## [Задания]
**1)** Когда, согласно тексту о решениях DNACPR, умер Карл Уинспер?
**2)** Продолжите текст о решениях DNACPR и врачебных ошибках, начав сразу после его последнего предложения.

## [Извлечённый текст]
<<<<
Если пациент невменяем, врачам следует запросить мнение любого ухаживающего за ним человека (или любого подпадающего под действие раздела 4 (7) закона «О дееспособности» 2005 года), если таковое обращение не является «непрактичным или неуместным» или существует какая-то другая убедительная причина не обращаться за консультацией.
Карл Уинспер 28 лет страдал церебральным параличом, эпилепсией и не только этими болезнями. В последние дни своей жизни, предшествовавшие смерти вечером 3 января 2011 года, он был невменяем. Его доставили в больницу днем раньше. В три часа ночи, в день смерти, ординатор кардиологического отделения пометил его карточку знаком DNACPR. Он принял такое решение на основании клинических соображений, не проконсультировавшись заранее с матерью больного. Медицинское определение гласило:
Верховный суд счел, что телефонный звонок матери Уинспера, пусть и в три часа ночи, при всей нежелательности и несвоевременности оказался бы полезным с практической точки зрения. Точка зрения ординатора, заключавшаяся в том, что распоряжение DNACPR представляло собой клиническое решение, не нуждавшееся в обсуждении с родителями, по мнению суда отражало «непонимание самой природы такой консультации», которая, как написал судья, «имеет своей целью сообщить решение пациенту – а в случае его невменяемости ухаживающему за ним лицу – о том, что важные медицинские заключения в отношении лечения принимались с уместным их вкладом в процесс получения медицинского заключения, принцип достоинства и наилучших интересов соблюдался в самом широком смысле, а семья могла присутствовать при принятии решения и реагировать на новости». Суд посчитал, что больница нарушила права мистера Уинспера по статье 8.
Имена Трэйси и Уинспера будут звучать в коридорах больниц до тех пор, пока этический и легальный императив, требующий участия пациентов и родственников в принятии решения по DNACPR, не станет понятным всем и каждому. Врачебные ошибки Самое трудное – признать ошибку
Даже лучшие фокусники делают ошибки, которые, попросту говоря, неизбежны. Посему хорошие маги заранее придумывают отговорки и запоминают их на случай непоправимой неудачи: «настоящий маг подъедет сию минуту» или же «а у нас в магической лаборатории все прекрасно получалось». Один мой друг в подобных ситуациях говорит: «Во всяком случае, если я ошибусь, никто не умрет».
>>>>
## [Предоставленные записи]
<<<<
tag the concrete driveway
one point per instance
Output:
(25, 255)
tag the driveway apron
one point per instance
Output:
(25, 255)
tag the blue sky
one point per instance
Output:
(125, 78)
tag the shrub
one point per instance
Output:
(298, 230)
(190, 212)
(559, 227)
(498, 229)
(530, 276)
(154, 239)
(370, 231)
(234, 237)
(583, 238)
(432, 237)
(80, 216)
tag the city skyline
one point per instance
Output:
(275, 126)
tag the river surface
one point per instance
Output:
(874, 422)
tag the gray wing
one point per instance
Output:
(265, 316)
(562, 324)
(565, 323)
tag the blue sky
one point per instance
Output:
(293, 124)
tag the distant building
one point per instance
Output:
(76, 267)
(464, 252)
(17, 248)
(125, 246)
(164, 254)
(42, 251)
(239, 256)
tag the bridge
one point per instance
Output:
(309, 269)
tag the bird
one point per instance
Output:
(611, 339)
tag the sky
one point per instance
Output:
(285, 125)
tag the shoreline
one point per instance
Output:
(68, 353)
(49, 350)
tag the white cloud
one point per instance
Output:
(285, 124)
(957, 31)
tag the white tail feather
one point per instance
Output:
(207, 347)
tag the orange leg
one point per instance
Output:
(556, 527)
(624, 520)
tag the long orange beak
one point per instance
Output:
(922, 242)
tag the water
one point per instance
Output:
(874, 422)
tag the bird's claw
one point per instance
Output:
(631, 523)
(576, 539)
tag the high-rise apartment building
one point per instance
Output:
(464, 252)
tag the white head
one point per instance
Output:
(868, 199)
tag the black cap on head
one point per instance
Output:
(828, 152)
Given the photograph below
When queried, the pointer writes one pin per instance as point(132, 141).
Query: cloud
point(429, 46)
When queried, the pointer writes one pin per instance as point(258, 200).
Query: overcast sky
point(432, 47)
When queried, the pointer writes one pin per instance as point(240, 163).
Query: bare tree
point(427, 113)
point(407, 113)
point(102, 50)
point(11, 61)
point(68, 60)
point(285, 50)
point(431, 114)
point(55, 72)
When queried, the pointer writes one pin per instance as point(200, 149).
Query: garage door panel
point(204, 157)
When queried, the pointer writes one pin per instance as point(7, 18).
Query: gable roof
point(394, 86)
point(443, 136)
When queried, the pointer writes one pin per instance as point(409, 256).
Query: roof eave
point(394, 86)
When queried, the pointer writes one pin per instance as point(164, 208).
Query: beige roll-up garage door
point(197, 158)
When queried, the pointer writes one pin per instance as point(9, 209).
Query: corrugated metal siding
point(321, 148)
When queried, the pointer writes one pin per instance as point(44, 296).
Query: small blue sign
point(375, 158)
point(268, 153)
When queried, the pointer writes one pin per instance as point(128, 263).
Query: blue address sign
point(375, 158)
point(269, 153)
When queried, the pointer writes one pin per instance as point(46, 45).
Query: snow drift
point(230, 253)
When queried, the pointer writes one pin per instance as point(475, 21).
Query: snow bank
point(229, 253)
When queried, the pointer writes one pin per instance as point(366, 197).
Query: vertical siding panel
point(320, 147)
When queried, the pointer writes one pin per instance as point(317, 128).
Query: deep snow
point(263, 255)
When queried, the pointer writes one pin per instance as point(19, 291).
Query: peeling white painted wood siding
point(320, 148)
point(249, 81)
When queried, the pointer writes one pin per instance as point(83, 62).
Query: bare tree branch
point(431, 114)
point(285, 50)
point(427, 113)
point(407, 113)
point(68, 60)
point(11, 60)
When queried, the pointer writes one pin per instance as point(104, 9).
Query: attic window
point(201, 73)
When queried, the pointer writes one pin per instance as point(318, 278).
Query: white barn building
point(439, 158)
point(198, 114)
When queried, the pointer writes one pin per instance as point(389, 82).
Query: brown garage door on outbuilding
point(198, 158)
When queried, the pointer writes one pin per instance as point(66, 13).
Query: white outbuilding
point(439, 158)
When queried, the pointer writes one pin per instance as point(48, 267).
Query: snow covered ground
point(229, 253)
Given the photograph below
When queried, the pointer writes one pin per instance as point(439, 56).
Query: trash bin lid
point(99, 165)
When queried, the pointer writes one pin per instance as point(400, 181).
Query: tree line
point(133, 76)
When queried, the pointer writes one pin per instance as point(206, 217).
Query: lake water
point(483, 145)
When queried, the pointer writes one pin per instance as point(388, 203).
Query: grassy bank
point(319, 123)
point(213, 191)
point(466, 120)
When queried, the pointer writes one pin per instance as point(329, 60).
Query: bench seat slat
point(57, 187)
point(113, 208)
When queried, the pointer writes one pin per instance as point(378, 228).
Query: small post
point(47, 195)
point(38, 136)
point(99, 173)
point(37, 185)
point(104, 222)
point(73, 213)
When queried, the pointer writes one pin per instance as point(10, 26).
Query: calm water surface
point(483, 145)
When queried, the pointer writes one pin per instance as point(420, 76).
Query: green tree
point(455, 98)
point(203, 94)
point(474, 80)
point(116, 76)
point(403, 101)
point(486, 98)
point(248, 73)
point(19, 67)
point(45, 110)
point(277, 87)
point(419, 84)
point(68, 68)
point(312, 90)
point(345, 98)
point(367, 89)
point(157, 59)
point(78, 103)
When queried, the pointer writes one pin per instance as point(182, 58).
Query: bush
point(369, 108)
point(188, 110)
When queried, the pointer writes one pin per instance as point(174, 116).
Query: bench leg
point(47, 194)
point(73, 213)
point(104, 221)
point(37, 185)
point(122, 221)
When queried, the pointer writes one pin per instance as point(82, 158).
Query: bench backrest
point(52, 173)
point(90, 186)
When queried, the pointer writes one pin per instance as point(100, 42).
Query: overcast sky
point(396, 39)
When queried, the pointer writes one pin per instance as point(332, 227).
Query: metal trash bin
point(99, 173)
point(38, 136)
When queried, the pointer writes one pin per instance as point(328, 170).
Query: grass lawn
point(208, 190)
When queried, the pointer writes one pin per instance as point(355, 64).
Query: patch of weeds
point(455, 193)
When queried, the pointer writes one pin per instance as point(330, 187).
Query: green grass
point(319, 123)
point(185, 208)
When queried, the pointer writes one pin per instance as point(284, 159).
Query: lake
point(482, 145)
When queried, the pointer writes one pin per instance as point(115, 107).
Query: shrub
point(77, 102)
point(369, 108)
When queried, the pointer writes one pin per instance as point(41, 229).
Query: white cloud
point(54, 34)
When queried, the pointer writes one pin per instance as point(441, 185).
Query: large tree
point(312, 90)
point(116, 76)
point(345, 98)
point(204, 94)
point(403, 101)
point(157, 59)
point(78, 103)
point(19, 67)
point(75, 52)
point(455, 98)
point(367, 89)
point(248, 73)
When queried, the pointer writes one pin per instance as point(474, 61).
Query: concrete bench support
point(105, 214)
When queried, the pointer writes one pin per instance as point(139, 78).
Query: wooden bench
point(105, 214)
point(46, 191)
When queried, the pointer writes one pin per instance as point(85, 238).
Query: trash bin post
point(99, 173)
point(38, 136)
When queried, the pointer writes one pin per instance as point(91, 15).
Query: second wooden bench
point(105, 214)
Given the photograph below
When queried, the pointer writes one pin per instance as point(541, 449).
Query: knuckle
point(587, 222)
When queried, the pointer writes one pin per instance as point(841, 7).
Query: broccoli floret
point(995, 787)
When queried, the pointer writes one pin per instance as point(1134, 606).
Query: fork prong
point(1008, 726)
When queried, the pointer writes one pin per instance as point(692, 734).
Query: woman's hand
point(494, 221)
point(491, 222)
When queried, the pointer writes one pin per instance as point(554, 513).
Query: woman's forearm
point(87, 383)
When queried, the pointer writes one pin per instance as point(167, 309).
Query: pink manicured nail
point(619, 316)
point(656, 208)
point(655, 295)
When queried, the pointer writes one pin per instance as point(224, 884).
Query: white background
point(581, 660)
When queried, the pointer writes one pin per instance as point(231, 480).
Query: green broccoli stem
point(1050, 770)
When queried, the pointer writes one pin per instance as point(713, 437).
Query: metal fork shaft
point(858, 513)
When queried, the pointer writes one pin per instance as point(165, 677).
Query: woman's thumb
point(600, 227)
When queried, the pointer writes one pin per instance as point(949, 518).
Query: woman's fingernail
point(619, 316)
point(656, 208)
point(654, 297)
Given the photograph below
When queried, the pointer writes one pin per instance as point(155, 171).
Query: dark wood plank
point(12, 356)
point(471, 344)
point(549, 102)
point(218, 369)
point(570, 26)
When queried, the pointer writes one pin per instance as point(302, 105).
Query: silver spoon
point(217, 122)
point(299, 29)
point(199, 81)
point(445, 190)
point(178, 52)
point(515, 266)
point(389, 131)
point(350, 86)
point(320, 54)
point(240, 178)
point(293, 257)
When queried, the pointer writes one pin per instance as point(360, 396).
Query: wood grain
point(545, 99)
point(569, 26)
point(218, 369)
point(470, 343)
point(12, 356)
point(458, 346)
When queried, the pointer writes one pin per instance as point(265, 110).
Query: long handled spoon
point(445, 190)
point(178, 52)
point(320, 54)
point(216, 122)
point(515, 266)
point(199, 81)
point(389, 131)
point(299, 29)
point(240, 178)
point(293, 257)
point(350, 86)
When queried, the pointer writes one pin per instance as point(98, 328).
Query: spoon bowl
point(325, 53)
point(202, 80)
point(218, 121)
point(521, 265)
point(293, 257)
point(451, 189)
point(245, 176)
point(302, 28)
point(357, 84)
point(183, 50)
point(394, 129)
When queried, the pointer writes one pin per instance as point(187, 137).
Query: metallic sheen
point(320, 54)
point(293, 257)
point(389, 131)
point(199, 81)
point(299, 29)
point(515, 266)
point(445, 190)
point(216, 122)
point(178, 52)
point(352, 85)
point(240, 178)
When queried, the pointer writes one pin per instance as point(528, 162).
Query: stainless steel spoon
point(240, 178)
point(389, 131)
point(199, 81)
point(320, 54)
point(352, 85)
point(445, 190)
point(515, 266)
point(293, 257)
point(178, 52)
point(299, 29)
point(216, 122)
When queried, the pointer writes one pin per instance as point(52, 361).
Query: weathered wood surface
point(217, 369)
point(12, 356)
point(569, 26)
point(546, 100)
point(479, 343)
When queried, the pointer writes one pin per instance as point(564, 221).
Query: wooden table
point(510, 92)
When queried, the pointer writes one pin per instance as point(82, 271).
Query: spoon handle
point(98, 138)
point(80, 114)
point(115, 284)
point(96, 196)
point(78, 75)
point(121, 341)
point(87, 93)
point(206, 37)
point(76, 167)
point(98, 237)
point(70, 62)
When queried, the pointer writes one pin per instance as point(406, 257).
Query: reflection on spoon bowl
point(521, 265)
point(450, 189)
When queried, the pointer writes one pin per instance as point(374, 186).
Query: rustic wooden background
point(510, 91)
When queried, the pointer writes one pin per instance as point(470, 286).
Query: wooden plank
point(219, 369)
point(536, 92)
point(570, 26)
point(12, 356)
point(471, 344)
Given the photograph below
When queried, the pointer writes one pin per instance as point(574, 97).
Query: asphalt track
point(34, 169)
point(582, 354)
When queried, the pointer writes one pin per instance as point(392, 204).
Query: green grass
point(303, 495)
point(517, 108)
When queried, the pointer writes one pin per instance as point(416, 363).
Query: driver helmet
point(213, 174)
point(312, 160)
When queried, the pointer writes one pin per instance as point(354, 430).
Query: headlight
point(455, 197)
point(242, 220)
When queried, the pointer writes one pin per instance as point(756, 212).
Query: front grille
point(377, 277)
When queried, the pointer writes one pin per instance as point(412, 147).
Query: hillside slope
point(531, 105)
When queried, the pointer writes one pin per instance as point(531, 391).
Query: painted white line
>>>>
## [Ответы к заданиям]
**1)** Вечером 3 января 2011 года.

**2)**
Врачи не могут пользоваться этой линией защиты. Их ошибки могут повлечь за собой серьезный ущерб. Если ошибка фокусника обычно очевидна всем, ошибку врача бывает трудно заметить, особенно человеку, не получившему медицинского образования. В конце концов пациенту уже плохо к моменту появления доктора. Ошибку первым делом распознает, как правило, врачебная бригада.
Помню разговор с доктором, к которой обратилась за консультацией семья с ребенком-инвалидом. Прочитав историю его болезни, она поняла, что, скорее всего, ранее его терапия была неадекватной. И оказалась раздираемой двумя желаниями: сохранить преданность коллегам и рассказать правду родителям малыша. С моей точки зрения, тут не было никакой нравственной дилеммы. Врачу следовало дать родителям совет обратиться к адвокату.
Трудно переоценить, насколько существенным могло бы оказаться для семьи судебное решение о возмещении убытков. Оно могло бы покрыть астрономическую стоимость лечения и позволить родителям найти более подходящее жилье или улучшить условия своей жизни. Хотелось бы знать, почему врачи не рассказали родителям об этой ошибке. Что произошло во время этого совещания по заболеваемости и смертности, когда практикант излагал этот случай всему отделению? Неужели никто не выступил в защиту этой семьи? Неужели никто не понял, что молчание может обречь эту семью на десятилетия жестокой борьбы?
В опубликованном в 2008 году исследовании рассказов молодых врачей об ошибках Кролл с коллегами отметил, что «мы на удивление мало знаем об исправлении в Соединенном Королевстве допущенных медицинских ошибок». Чтобы выяснить подробности, авторы опросили 38 молодых и продолжающих обучение врачей и установили существование «ощущения профессиональной лояльности, в силу которой врачи, невзирая на известный дискомфорт, умалчивали о чужих ошибках». Они также обнаружили, что общая реакция после ошибки часто была следующей: ошибка объявлялась закономерной, ее заглаживали доброй усмешкой или объявляли «допустимой при отсутствии опыта», «несерьезной», «не вопросом жизни и смерти». Смерть пациента после ошибки часто подавалась в контексте неизбежности: «Больной все равно не выжил бы».